TEXT SHOWN
_ _ _

Package 'multiscan'

Combining multiple laser scans of microarray data

Description

Estimates gene expressions from multiple laser scans of microarrays using non-linear functional regression model with additive plus multiplicative errors.

Usage

multiscan(data, initial = NULL, na.rm = TRUE, verbose = FALSE, control = list())

Arguments

data	A numeric matrix or data frame containing the intensity data of a single microarray scanned at multiple (two or more) scanner settings. For dual channel arrays, multiscan should be run on each channel of data separately. The number of rows (n) is equal to the number of spots/probes on the array, and the number of columns (m) equals the number of scans. Columns will be arranged in order of scanner's sensitivity before fitting the model. Replicated probes on the array are treated as individual spots.
initial	A vector of length m+2 to be used as initial values for the scanning effects $(\beta_2, \cdots, \beta_m)$ and scale $(\sigma_1, \sigma_2, \nu)$ parameters. If it is NULL (default), the initial values are determined from the data.
na.rm	Logical. Should missing values be removed? Defaults to TRUE.
verbose	Logical. If TRUE, some intermediate results are printed as the iteration proceeds.
control	A list of control parameters. See ‘Details’.

_ _ _

GIVEN ENTRIES
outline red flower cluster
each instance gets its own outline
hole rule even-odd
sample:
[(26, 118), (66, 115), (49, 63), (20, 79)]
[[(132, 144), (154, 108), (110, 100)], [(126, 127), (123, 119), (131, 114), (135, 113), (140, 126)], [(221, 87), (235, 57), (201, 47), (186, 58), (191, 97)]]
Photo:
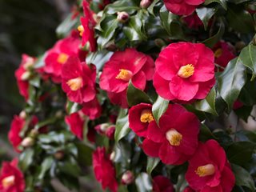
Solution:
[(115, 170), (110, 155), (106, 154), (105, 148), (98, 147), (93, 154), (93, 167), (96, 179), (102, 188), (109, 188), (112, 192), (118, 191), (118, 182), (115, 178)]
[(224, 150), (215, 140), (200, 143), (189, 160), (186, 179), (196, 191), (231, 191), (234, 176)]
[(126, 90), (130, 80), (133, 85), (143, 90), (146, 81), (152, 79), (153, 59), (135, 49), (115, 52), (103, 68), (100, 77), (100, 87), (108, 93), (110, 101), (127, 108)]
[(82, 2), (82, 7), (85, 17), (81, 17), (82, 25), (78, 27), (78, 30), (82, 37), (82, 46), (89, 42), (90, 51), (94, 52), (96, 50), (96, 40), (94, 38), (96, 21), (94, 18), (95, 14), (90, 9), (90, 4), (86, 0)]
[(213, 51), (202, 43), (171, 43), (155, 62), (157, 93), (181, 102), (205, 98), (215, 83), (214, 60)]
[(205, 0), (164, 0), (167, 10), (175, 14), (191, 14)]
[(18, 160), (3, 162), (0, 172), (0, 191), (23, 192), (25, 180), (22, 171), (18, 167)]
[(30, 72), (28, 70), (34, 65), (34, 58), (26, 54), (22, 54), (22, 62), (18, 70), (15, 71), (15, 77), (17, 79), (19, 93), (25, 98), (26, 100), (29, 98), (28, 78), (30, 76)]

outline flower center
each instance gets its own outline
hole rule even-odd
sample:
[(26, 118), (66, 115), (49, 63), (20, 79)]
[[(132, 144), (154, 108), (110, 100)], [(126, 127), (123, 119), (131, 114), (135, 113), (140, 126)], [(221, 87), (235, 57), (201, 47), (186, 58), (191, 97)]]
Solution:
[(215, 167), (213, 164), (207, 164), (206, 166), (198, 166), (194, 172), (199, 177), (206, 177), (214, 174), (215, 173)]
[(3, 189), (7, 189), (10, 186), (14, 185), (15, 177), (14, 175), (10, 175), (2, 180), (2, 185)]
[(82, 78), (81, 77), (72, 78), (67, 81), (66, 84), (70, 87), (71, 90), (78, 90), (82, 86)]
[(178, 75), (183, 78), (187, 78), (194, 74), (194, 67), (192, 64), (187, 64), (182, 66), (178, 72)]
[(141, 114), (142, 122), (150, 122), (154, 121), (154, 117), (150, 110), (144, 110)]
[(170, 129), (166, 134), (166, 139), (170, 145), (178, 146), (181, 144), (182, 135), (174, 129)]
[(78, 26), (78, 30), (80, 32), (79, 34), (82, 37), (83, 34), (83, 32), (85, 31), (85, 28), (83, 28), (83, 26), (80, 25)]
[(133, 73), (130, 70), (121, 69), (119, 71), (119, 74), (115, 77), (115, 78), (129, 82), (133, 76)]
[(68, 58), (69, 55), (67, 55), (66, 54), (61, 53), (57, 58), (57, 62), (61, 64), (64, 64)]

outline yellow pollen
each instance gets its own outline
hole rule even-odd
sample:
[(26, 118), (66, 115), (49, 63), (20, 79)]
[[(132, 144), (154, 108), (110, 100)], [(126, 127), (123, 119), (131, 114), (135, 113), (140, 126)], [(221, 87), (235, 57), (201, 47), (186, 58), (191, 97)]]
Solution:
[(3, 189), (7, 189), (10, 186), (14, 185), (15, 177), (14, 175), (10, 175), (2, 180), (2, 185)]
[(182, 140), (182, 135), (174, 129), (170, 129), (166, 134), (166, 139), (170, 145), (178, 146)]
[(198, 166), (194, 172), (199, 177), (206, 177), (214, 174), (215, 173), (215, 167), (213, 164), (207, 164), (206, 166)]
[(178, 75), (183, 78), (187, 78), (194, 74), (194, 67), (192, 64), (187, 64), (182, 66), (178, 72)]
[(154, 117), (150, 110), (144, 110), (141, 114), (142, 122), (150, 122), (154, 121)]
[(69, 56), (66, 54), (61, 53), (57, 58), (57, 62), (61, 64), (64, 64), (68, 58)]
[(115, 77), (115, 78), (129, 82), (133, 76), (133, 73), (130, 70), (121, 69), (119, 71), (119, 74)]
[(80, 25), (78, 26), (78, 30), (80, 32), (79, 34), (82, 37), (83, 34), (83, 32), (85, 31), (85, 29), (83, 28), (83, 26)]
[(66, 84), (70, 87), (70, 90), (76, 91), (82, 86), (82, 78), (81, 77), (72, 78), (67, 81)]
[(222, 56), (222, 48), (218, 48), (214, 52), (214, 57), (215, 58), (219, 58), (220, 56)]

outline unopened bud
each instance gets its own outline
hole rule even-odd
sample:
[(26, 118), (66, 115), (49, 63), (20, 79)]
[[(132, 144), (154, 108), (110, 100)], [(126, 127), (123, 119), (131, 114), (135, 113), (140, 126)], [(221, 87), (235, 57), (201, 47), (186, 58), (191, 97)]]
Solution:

_ _ _

WORK TO BE COMPLETED
Please extend the multiscan package documentation, starting after its final line, the entry for the control argument.

EXERCISE OUTPUT
Details

The function implements the method of Khondoker et. al. (2006) for combining multiple laser scans of microarrays. This function is computationally slow and memory-intensive. That is due to the nested iteration loops of the numerical optimization of the likelihood function involving a large number ($n+m+2$) of parameters. The optimization uses an alternating algorithm with the Nelder-Mead simplex method (Nelder and Mead, 1965) in the inner loops. The function multiscan directly uses the C function nmmin, the internal code used in the general-purpose optimization tool optim, for implementing the Nelder-Mead simplex method. For large data sets with many tens of thousands of probes, it is recommended to consider first fitting the model using a random subset (e.g. 10,000 rows) of the data matrix, and then using the estimated scanning effects and scale parameters obtained as initial values for fitting the model to the full data set.

The control is a list of arguments. The users can change/supply any of the following components:

trace

Indicator (0 or 1) of tracing information of Nelder-Mead algorithm. If 1, tracing information on the progress of the optimization is produced. Because Nelder-Mead may be callled thousands of times during the estimation process, setting trace = 1 will print too much information very rapidly, which may not be useful. Defaults to 0.

gmaxit

The maximum number of global iterations. Defaults to 150.

maxit

The maximum number of Nelder-Mead iterations. Defaults to 5000.

reltol

Relative convergence tolerance of Nelder-Mead. The algorithm stops if it is unable to reduce the value by a factor of reltol * (abs(val) + reltol) at a step. Defaults to 1e-5.

globaltol

Convergence tolerance of the outer (alternating) iteration. The estimation process converges if the gain in loglikelihood from one complete cycle of the outer iteration is less than globaltol. Defaults to 1e-10.

alpha, beta, gamma

Scaling parameters for the Nelder-Mead method. alpha is the reflection factor (default 1.0), beta the contraction factor (0.5) and gamma the expansion factor (2.0).

Value

Returns an object of class multiscan with components

call	The call of the multiscan function.
beta	A vector of length m containing the maximum likelihood estimates of the scanning effects, the first component fixed at 1.
scale	A vector of length 3 containing the maximum likelihood estimates of the scale parameters $\sigma_1, \sigma_2, \mbox{and} \nu$.
mu	A vector of length n containing the estimated gene expressions.
data	A matrix of the input data with columns rearranged in order of scanner's sensitivity.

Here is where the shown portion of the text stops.